Set exercise = Reproduce every line of the data below without any change, leaving out the pictures.

Dataset excerpts =
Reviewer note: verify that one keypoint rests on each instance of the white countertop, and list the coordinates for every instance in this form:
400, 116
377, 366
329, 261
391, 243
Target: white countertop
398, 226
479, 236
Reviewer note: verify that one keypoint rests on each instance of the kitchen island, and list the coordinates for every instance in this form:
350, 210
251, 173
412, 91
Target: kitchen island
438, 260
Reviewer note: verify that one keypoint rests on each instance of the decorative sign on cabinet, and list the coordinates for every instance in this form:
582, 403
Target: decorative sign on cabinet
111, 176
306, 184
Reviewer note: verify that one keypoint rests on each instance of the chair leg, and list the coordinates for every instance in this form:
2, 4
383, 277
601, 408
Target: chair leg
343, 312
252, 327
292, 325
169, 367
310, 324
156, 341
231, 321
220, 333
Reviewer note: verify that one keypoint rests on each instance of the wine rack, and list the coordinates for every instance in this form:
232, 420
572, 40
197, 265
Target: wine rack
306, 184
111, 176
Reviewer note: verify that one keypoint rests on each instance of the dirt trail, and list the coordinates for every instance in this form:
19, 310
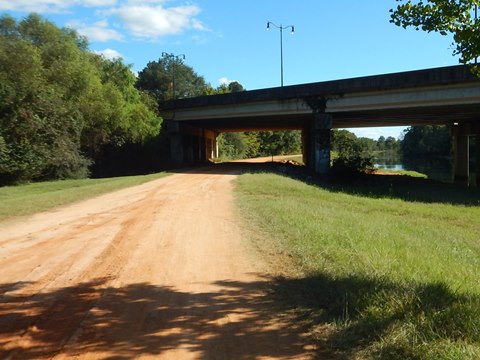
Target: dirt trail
154, 271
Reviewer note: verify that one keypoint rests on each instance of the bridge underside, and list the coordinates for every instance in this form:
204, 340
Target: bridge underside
449, 96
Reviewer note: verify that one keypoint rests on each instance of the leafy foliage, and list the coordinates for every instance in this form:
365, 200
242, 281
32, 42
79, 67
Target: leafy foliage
353, 154
262, 143
428, 140
445, 17
59, 102
170, 77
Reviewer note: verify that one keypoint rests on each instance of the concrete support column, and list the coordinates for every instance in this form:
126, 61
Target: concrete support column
318, 143
461, 159
176, 143
477, 160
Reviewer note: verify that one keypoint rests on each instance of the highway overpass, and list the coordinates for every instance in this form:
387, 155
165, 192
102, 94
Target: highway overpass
448, 95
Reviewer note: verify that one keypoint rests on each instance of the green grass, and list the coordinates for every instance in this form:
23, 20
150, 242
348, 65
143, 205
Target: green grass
375, 275
410, 173
31, 198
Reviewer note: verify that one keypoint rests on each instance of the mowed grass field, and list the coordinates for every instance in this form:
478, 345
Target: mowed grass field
373, 272
31, 198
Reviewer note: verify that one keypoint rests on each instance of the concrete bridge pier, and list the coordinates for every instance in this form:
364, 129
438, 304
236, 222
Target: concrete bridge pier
190, 145
316, 143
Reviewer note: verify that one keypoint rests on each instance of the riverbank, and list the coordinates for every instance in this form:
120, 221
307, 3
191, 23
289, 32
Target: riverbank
378, 269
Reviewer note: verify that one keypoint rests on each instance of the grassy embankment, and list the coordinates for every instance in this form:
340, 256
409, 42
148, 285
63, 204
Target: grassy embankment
385, 271
28, 199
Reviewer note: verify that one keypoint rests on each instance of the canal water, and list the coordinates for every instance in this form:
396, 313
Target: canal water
436, 169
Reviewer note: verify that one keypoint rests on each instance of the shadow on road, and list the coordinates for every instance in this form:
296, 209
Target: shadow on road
143, 319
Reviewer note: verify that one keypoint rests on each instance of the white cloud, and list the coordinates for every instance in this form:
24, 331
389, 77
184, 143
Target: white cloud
51, 6
98, 31
150, 19
157, 21
225, 81
109, 54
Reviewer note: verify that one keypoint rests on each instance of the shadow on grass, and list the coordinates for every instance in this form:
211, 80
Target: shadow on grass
369, 185
142, 319
389, 320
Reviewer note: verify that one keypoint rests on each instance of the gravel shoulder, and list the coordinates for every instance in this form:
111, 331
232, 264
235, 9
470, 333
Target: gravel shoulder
159, 270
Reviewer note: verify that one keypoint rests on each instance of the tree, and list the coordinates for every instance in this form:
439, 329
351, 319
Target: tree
427, 140
169, 78
353, 155
445, 17
59, 102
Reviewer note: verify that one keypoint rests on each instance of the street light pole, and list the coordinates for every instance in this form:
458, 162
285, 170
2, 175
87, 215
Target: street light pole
174, 59
281, 28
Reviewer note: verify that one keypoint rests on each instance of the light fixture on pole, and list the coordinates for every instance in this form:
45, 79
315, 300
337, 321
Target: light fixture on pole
281, 28
174, 58
476, 18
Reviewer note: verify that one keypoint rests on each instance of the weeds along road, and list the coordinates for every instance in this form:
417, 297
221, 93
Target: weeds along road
158, 271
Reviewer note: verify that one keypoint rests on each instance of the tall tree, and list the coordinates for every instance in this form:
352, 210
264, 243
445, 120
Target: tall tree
59, 102
445, 17
427, 140
170, 77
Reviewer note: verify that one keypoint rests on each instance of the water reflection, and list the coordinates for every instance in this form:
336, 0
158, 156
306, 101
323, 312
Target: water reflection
435, 168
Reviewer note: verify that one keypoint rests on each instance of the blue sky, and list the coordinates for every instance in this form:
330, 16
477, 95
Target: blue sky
226, 40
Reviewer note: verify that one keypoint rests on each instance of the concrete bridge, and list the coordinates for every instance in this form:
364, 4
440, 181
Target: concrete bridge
448, 95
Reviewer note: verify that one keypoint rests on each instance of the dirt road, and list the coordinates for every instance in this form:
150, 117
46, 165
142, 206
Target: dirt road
154, 271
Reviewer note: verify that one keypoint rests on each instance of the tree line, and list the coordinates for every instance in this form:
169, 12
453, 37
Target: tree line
60, 103
67, 112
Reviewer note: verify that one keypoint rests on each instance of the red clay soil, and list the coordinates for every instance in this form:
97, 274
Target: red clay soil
159, 270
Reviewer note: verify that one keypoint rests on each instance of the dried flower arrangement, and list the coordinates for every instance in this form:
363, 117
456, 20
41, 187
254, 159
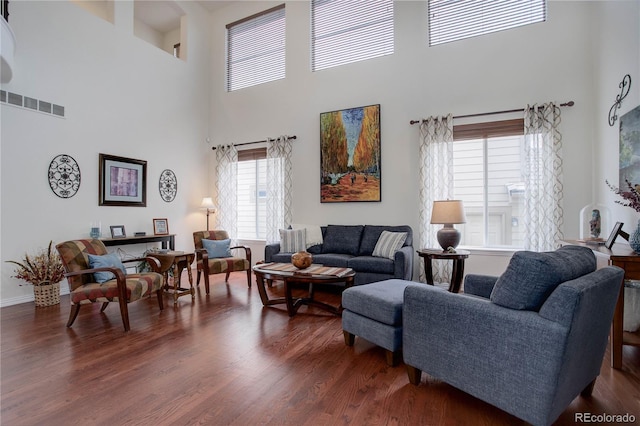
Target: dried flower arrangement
631, 196
42, 269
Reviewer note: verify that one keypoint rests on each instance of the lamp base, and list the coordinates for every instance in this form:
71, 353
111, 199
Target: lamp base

Task result =
Reviewer note: verify that one keypoint rests on each instance of the white countertop, and list the coordinates for every instance in this form:
400, 116
377, 366
329, 261
391, 243
Target: white countertop
398, 226
479, 236
Reviewer note: verify that one keypoint rests on each instance of the kitchen island, and list the coordinates for every instance in this form:
350, 210
251, 173
412, 91
Target: kitchen island
438, 260
Reviewer note: verify that one keypoint rests on each instance of the decorative sign on cabinet, and list the coordinates for every instance in this form:
582, 403
Target: decorative sign on cabinet
111, 176
306, 184
Reviewer note: verify that one keypoint rests on each instance of the chair leg, and list the coordinates for every instance in this form:
2, 4
383, 277
601, 408
Target: chair leg
343, 312
252, 327
292, 325
169, 367
310, 324
156, 341
231, 321
220, 333
Reviewer note: verify that one keypoint rests on each instance of the wine rack, and list the coordinates for every instance in this form:
232, 420
572, 40
197, 265
Target: wine rack
306, 184
111, 176
Reviewer note: verify that one keypoint rests on each instance of the dirt trail, and list the coordinates for every instance in this form:
19, 310
Target: dirt trail
154, 271
Reviewer note: verify that one keypoint rests on each instance of the bridge underside, and list the coordinates for every instance in this form:
204, 340
Target: bridge underside
449, 96
Reviewer note: verify that one keypoint rests on each instance of the leafy foliage, and list the coordinates for every instance in this form:
365, 200
242, 281
32, 42
79, 67
Target: leafy foliage
353, 154
262, 143
428, 140
445, 17
59, 102
170, 77
Reviewer note: verify that one keypoint rests on each instance of the concrete support column, and list the coordinates for every instance in this form:
126, 61
Target: concrete support column
318, 143
461, 159
176, 143
477, 160
Reviewer note: verify that one keypoint rests on each instance of the highway overpass, and list the coordinates for every instance in this form:
387, 155
165, 192
102, 94
Target: highway overpass
448, 95
Reviewer note: verify that one keypoint rests on each instance of the green grass, and list the coordinates for every instance in this form:
23, 20
150, 242
348, 65
143, 205
Target: green grass
375, 275
410, 173
31, 198
Reviewer note: verify that one keypoint rests on each instance of the mowed grass field, and list the coordinates for every instance in this form:
478, 345
Target: mowed grass field
373, 272
31, 198
Reviewer note: verify that one keypoint rests on each instance of the concrete bridge pier, and list the coordinates for every instance in this form:
364, 129
438, 304
236, 222
Target: concrete bridge pier
190, 145
316, 143
Reviewer note: verify that one keypoint rests on each instance of the riverbank, and list the coordinates for every instance in this form:
120, 221
307, 3
191, 23
289, 32
Target: riverbank
378, 269
Reviewer note: verify that one keypoint rests on each instance of the grassy embankment, and list the coordinates for every instance in this form:
340, 256
409, 42
148, 285
63, 204
Target: grassy embankment
385, 271
28, 199
Reviewer note: verify that one keypoint rests on each instance of the canal water, and list the coordinates for every instance in this form:
396, 313
Target: canal water
436, 169
Reviewer note: verify that one keypoint rests on each instance of the shadow on road, and list the coordinates for every instance in this form:
296, 209
Target: shadow on road
143, 319
Reviewer note: verify that one keypoint rests on each instance of the white cloud, and list the coordinates for every instance in this form:
24, 331
389, 77
184, 143
Target: white cloud
51, 6
98, 31
150, 19
157, 21
225, 81
109, 54
Reviewer note: verify that one keypoint rests on each instance of the shadow on grass, and list the coordinates for every instance in this form:
211, 80
Target: shadow on grass
369, 185
142, 319
389, 320
Reviewer note: verify that one keypoint rests on each instance of the gravel shoulder, and list the coordinates for every instance in this form:
111, 331
232, 264
235, 9
470, 333
Target: gravel shoulder
159, 270
Reviewer note: verify that one keypoint rests on each instance of the tree, and list the coordinates for every instance in this form:
439, 329
351, 319
Target: tree
427, 140
169, 78
353, 155
445, 17
59, 102
Reviewer note: verify that one keypoint rests on each instance of the street light pole, and list the coordinates for every instance in this form:
458, 162
285, 170
2, 175
87, 215
Target: street light pole
174, 59
281, 28
Reviewer note: verify that one keypoint rests on each instance of the light fixture on pole, and list the coordinates for every instance in this form:
45, 79
315, 300
337, 321
Target: light fixture on pole
281, 28
174, 58
476, 18
Reviewer note: verify that one keypoint rests on each instance of the weeds along road, and list the coordinates for every instance in this form:
417, 297
221, 93
Target: weeds along road
158, 271
Reviewer note: verify that one keypoint rests on each instance of the tall tree, and list the coordinates for every instance in this form:
352, 210
264, 243
445, 120
Target: tall tree
59, 102
445, 17
427, 140
170, 77
Reviewer note: verify that one keypoint rests on each instance of the water reflection, and list the coordinates for every instance in this form:
336, 0
158, 156
306, 101
323, 312
Target: water reflection
435, 168
Reviewer note: verify that one keypoint rests on each instance of the blue sky, and list the coordinates for every instance in this form:
330, 16
477, 95
Target: blue sky
226, 40
Reviewer note: verify that one keypoint rests on each instance of the concrete bridge, and list the coordinates for every instance in this form:
364, 4
440, 181
Target: concrete bridge
448, 95
Reviewer note: verify that one keypoint rests on each instance of the dirt road, and list the coordinates for every instance in this form:
150, 117
46, 165
142, 206
Target: dirt road
154, 271
Reviewer note: verify that one keypoint rests on each instance of the tree line, and list the coordinates for every instance in this form:
169, 12
453, 37
Target: tree line
60, 103
67, 112
Reviewer note: verify that one keypoint rests on each instance of the red clay soil, and list the coordinates for every instance in this form:
97, 274
Target: red clay soil
159, 270
Reviewer note: verify that one keypoint rests on each instance of the dried flower arrangement, and list the coordinates for every instance in this form:
363, 117
456, 20
41, 187
254, 159
Target: dried flower arrangement
631, 196
42, 269
Reviewer note: verify that one keypoint rests on each instance of the lamp base, and list the coordinates for every instance in this form:
71, 353
111, 199
Target: lamp base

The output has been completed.